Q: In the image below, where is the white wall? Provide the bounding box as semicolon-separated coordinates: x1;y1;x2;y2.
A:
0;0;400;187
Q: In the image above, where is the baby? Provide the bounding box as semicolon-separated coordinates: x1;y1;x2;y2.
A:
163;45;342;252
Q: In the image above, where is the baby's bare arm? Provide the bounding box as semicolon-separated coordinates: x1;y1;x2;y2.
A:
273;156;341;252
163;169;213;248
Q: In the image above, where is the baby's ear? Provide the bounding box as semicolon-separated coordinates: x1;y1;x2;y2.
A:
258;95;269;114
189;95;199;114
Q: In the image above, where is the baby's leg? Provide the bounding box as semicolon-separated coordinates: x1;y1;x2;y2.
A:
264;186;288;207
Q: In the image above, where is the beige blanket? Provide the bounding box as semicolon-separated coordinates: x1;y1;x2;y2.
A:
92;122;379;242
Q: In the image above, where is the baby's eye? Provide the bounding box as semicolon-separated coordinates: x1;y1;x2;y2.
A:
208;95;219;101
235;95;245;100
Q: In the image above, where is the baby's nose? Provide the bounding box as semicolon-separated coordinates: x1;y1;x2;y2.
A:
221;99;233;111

============

» **TASK STATEMENT**:
Reproduce every line of the rows above, requests included, but scale each bounding-box coordinate in the answers by 0.35, rounding to whole numbers with halves rounded up.

» **WRITTEN ANSWER**:
Q: In the image below, where is the white wall? Provide the bounding box as semicolon-separated coordinates: x1;y1;x2;y2.
A:
0;0;140;65
Q: In the image above, where is the baby? Provide the bounding box as semicolon-separated coordinates: x1;y1;x2;y2.
A:
57;16;120;88
Q: In the image above, where is the baby's bare arm? Provide the bounding box as semicolon-separated coordinates: x1;y1;x2;y2.
A:
96;55;119;88
57;59;75;87
Q: In the image above, where is the baby's ear? Provide the bounding box as semicolon-separated coordinates: x1;y1;x2;y2.
A:
90;33;94;40
66;33;70;40
Q: In the image above, where is the baby's leg? Provide the bounding box as semicolon-separated coordinates: x1;y1;x2;y2.
A:
92;65;101;72
Q: In the image above, where is the beige blanket? Provide the bounding box as semicolon-separated coordinates: x1;y1;x2;y2.
A:
32;43;133;85
Q: In the image above, where is the baby's eye? Provide the bounding box as semicolon-separated coordinates: x1;y1;x2;y2.
A:
73;33;77;35
82;33;86;35
Q: In the image above, where is the baby's nose? Provide the bounding box as semicolon-separated coordinates: x1;y1;x2;y2.
A:
77;35;82;39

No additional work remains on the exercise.